• Text provided:
-- Start --

A small town of great and discreet elegance, Bordighera has beautiful villas and hotels in Art Nouveau Style, and cultivated a tourism of elites beginning in the 1800s. Its old historic quarter is dominated by Capo Sant'Ampelio and the church of the same name, the symbol of the town, and a new modern quarter that extends beyond to the hills and the sea. Worth seeing is the Oratory of San Bartolomeo, next to the Maddalena parish Church and the town hall, Palazzo Comunale built in 1783, designed by Charles Garnier. Its fountain is dedicated to Margiargè, the legendary slave girl who the pirate Boabil fell passionately in love with. She was kidnapped in Granada, but died in Bordighera.
The many churches of many faiths testify to the love that foreigners hold for this Riviera town: the Church of Terrasanta with glass panels made in France; the Valdese Evangelical Church; the Anglican Church, today used as a multi-use cultural center. The Palazzo del Parco, the headquarter of the International Salon of Humor, is surrounded by a garden filled with palm trees and century-old plants. The beautiful sea promenade, Lungomare Argentina, was inaugurated by Evita Perón who spent some days here in July 1947.

-- End --

(Records from a dataset)
-- Start --

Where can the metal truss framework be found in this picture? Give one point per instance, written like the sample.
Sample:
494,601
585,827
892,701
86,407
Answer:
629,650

-- End --

• Exercise requirements:
- 1) In the passage about Bordighera, what do the town's many churches of many faiths show? Answer in one to three sentences.
- 2) From the passage about Bordighera, extract the words starting with "A small town" and going on through "died in Bordighera.".

• Answers to the exercise:
- 1) The many churches of many faiths testify to the love that foreigners hold for Bordighera. Among them are the Church of Terrasanta, with glass panels made in France, the Valdese Evangelical Church and the Anglican Church, which is now used as a multi-use cultural center.

- 2)
A small town of great and discreet elegance, Bordighera has beautiful villas and hotels in Art Nouveau Style, and cultivated a tourism of elites beginning in the 1800s. Its old historic quarter is dominated by Capo Sant'Ampelio and the church of the same name, the symbol of the town, and a new modern quarter that extends beyond to the hills and the sea. Worth seeing is the Oratory of San Bartolomeo, next to the Maddalena parish Church and the town hall, Palazzo Comunale built in 1783, designed by Charles Garnier. Its fountain is dedicated to Margiargè, the legendary slave girl who the pirate Boabil fell passionately in love with. She was kidnapped in Granada, but died in Bordighera.